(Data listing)
-- START --

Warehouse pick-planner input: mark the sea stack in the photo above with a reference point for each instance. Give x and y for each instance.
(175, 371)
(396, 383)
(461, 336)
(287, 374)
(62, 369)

-- END --

Copy the listing above word for word, keeping every line.

**Response**
Warehouse pick-planner input: mark the sea stack in the photo above with a reference point for each instance. Give x and y for each instance.
(175, 371)
(396, 383)
(461, 336)
(287, 374)
(62, 369)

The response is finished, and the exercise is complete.